— EXERCISE INPUT —
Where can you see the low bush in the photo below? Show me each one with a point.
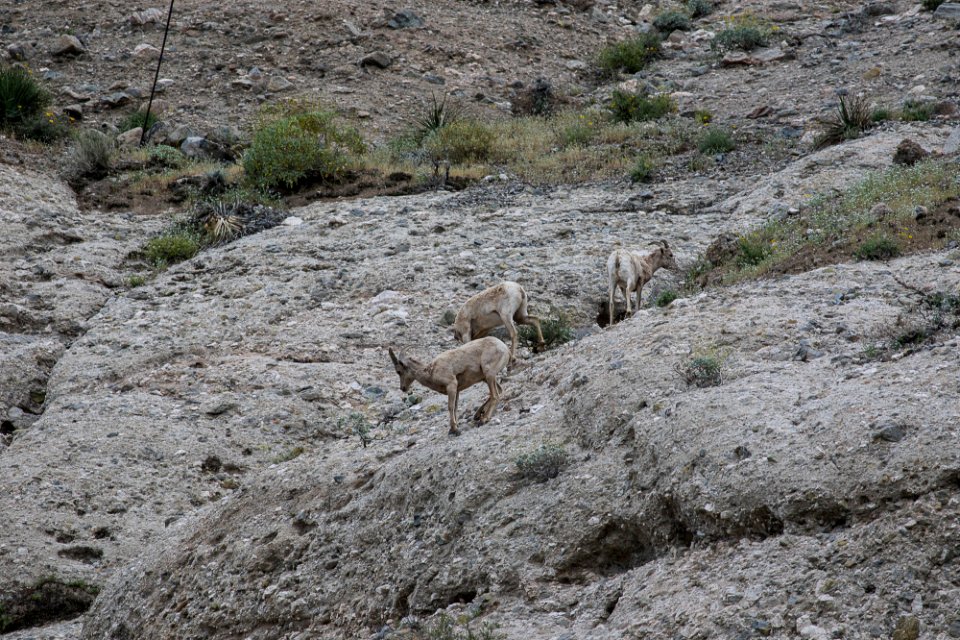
(716, 140)
(631, 55)
(543, 463)
(636, 107)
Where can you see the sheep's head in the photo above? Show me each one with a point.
(402, 366)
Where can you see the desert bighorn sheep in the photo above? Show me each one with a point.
(502, 304)
(453, 371)
(629, 271)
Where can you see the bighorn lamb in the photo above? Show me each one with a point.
(629, 271)
(502, 304)
(453, 371)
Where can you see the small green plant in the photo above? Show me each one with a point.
(460, 142)
(916, 111)
(631, 55)
(633, 107)
(752, 250)
(643, 169)
(665, 297)
(852, 117)
(699, 8)
(878, 247)
(673, 20)
(21, 97)
(137, 119)
(91, 156)
(174, 245)
(288, 455)
(357, 424)
(556, 330)
(543, 463)
(298, 142)
(716, 140)
(702, 371)
(745, 32)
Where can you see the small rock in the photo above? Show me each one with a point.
(405, 19)
(376, 59)
(909, 153)
(68, 45)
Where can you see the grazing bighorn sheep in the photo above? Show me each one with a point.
(629, 271)
(502, 304)
(453, 371)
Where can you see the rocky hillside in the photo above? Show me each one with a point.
(220, 449)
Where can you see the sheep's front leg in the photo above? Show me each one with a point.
(453, 392)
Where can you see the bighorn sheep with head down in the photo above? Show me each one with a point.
(629, 271)
(453, 371)
(502, 304)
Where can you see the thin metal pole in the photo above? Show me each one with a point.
(156, 76)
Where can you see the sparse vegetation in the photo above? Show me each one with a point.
(631, 55)
(852, 117)
(91, 156)
(704, 370)
(716, 140)
(299, 141)
(635, 107)
(673, 20)
(543, 463)
(878, 247)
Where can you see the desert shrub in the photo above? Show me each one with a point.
(672, 21)
(175, 244)
(744, 32)
(21, 97)
(631, 55)
(137, 119)
(701, 371)
(699, 8)
(91, 156)
(916, 111)
(716, 140)
(849, 121)
(297, 143)
(543, 463)
(643, 169)
(878, 247)
(634, 107)
(461, 142)
(665, 297)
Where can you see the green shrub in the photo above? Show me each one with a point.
(91, 156)
(633, 107)
(460, 142)
(702, 371)
(752, 250)
(699, 8)
(745, 33)
(137, 119)
(302, 143)
(173, 245)
(916, 111)
(716, 140)
(669, 21)
(878, 247)
(849, 121)
(631, 55)
(21, 97)
(665, 297)
(643, 169)
(543, 463)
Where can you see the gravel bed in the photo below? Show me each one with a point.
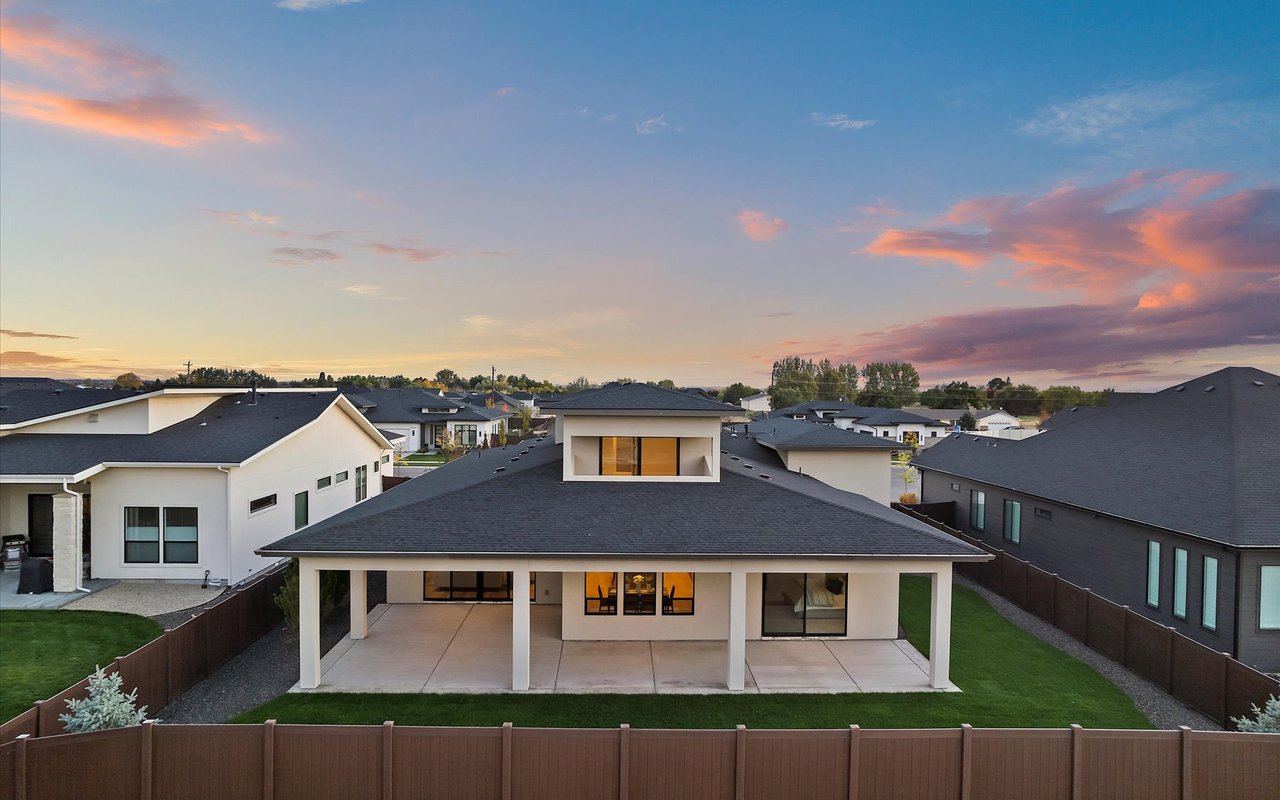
(264, 671)
(1164, 709)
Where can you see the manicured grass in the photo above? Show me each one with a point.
(1009, 679)
(44, 652)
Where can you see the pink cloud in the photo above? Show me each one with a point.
(759, 227)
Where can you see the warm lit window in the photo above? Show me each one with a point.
(639, 456)
(677, 594)
(602, 593)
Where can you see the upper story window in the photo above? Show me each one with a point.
(639, 456)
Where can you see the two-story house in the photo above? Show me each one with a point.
(177, 483)
(629, 552)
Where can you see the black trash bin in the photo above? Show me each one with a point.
(36, 576)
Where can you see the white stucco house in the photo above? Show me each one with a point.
(423, 417)
(177, 483)
(647, 545)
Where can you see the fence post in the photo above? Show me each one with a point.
(624, 760)
(1185, 762)
(854, 735)
(388, 754)
(19, 768)
(1077, 762)
(269, 759)
(740, 764)
(149, 728)
(506, 760)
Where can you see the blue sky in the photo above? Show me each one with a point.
(652, 191)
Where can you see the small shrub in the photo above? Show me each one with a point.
(1266, 720)
(106, 705)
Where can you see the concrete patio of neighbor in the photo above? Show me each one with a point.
(466, 648)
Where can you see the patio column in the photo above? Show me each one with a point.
(359, 603)
(520, 629)
(309, 625)
(736, 630)
(940, 629)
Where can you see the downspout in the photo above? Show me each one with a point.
(80, 538)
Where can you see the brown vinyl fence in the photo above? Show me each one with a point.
(388, 762)
(165, 667)
(1211, 682)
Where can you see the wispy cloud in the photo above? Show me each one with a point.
(302, 256)
(840, 122)
(109, 90)
(759, 227)
(33, 334)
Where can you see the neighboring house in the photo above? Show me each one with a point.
(425, 416)
(1166, 504)
(757, 403)
(841, 458)
(636, 529)
(177, 483)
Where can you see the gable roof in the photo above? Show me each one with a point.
(465, 508)
(638, 397)
(1197, 458)
(227, 433)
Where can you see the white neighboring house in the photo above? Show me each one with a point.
(177, 483)
(757, 403)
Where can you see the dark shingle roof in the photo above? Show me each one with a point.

— WORK REQUIRED —
Every line of the records above should be reproduced exactly, with no pictures included.

— YOUR SOLUTION —
Where can you see the low bush in the photo below? Show me each one with a point.
(716, 140)
(631, 55)
(543, 463)
(636, 107)
Where can you see the sheep's head in the photo above? Show me each one with a point.
(402, 366)
Where can you see the desert bighorn sheep in the photo above? Show me each one with a point.
(502, 304)
(453, 371)
(629, 271)
Where can you see the bighorn lamb in the photo above? Show me each one with a point.
(629, 271)
(502, 304)
(453, 371)
Where can you see the small green plant in the photo above? Show me each one with a point.
(460, 142)
(916, 111)
(631, 55)
(633, 107)
(752, 250)
(643, 169)
(665, 297)
(852, 117)
(699, 8)
(878, 247)
(673, 20)
(21, 97)
(137, 119)
(91, 156)
(174, 245)
(288, 455)
(357, 424)
(556, 330)
(543, 463)
(298, 142)
(716, 140)
(702, 371)
(745, 32)
Where can you see the small rock in the photo above? Show me each one with a point.
(405, 19)
(376, 59)
(909, 153)
(68, 45)
Where can you see the grazing bighorn sheep in the photo above? Show me each one with a point.
(629, 271)
(502, 304)
(453, 371)
Where can you see the rocky hillside in the photo above? Show me each one with a point.
(220, 449)
Where can you see the sheep's front leg in the photo above? Show me each one with a point.
(453, 392)
Where can you see the bighorn sheep with head down in the photo above? Show me each one with a point.
(629, 271)
(453, 371)
(502, 304)
Where can you see the thin metal pole in the photo above? Show me each one with a point.
(156, 76)
Where can you see the sparse vegetation in the photo above? Show me each one with a point.
(631, 55)
(852, 117)
(91, 156)
(704, 370)
(716, 140)
(299, 141)
(635, 107)
(673, 20)
(543, 463)
(878, 247)
Where can you see the desert shrub in the photo above? Show me each one with a point.
(672, 21)
(175, 244)
(744, 32)
(21, 97)
(631, 55)
(137, 119)
(701, 371)
(699, 8)
(91, 156)
(916, 111)
(716, 140)
(849, 121)
(297, 143)
(543, 463)
(643, 169)
(878, 247)
(634, 107)
(461, 142)
(665, 297)
Where can you see the green shrub in the photo above? Show me each one with a point.
(91, 156)
(633, 107)
(460, 142)
(702, 371)
(752, 250)
(699, 8)
(745, 33)
(137, 119)
(302, 143)
(173, 245)
(916, 111)
(716, 140)
(669, 21)
(878, 247)
(849, 121)
(631, 55)
(21, 97)
(665, 297)
(643, 169)
(543, 463)
Where can you see the gravel bed in the photo below? Show me each one with a point.
(264, 671)
(1164, 709)
Where can you see the manicured grass in the photo above? Show me each one with a point.
(1009, 679)
(44, 652)
Where can you see the pink cloud in the photo above? Show me each one with a point.
(759, 227)
Where can you see the warm lit window in the photo above? Show me each one with a point.
(639, 456)
(677, 594)
(602, 593)
Where can you see the upper story window in the photo above? Show me each one with a point.
(639, 456)
Where can you see the two-story house in the photo above? Show me each one with a point.
(177, 483)
(629, 552)
Where can you see the black trash bin in the photo above? Show me each one with a point.
(36, 576)
Where can you see the white stucco house in the photo above? Show me each one with a point.
(423, 417)
(177, 483)
(647, 545)
Where can you see the fence post in the photo above? Show me each one with a point.
(624, 760)
(1185, 762)
(854, 735)
(388, 754)
(19, 768)
(1077, 762)
(269, 759)
(740, 764)
(149, 728)
(506, 760)
Where can you see the blue sky in the photo above? Show me each one with a point.
(652, 191)
Where can you see the small shrub in the photo above? Show me each one with a point.
(1266, 720)
(106, 705)
Where can you see the concrete patio of neighbor in the photo above? Show me each one with a point.
(466, 648)
Where can you see the patio column in the photo above? Show me each one with a point.
(359, 603)
(520, 629)
(309, 625)
(736, 630)
(940, 629)
Where can you see the downspout in the photo above? Show me each one with a point.
(80, 538)
Where can you see the brown vinyl fence in the photo above? Show me each one with a point.
(388, 762)
(165, 667)
(1211, 682)
Where can you see the wispy cloud in the photo above? Show me each one with a point.
(302, 256)
(840, 122)
(109, 90)
(759, 227)
(33, 334)
Where can you see the neighboring house in the photo above? Show me each one with a point.
(425, 416)
(1166, 504)
(757, 403)
(841, 458)
(636, 529)
(177, 483)
Where can you see the gable roof in the photo above? Show me each one with a point.
(465, 508)
(638, 397)
(1197, 458)
(227, 433)
Where can you see the white neighboring house in the photo above? Show me each one with a point.
(177, 483)
(757, 403)
Where can you see the dark shingle roof in the photo above? Show me each one with a point.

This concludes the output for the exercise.